_TASK OBJECTIVE_
Show every line of the rows below that contains the string "surface", treating uppercase and lowercase as different.

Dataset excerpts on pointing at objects
%%
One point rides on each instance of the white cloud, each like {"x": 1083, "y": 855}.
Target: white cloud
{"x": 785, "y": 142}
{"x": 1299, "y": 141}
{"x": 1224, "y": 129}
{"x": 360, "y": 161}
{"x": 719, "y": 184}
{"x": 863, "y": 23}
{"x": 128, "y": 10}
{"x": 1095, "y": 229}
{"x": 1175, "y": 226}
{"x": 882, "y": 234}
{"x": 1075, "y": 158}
%%
%%
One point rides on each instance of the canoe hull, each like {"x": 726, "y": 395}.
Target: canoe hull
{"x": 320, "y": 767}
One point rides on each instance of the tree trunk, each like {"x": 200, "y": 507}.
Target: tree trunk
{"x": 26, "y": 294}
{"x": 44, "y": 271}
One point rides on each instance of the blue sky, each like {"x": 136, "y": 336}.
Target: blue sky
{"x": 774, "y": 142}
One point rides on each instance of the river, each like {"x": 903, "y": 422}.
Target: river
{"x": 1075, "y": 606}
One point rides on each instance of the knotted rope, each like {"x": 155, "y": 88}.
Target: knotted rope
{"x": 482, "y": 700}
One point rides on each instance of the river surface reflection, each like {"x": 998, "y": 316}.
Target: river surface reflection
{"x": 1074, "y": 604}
%%
_REPLY TO THE EXERCISE_
One point rides on each instance of the river surface reflection, each like {"x": 998, "y": 316}.
Target: river surface reflection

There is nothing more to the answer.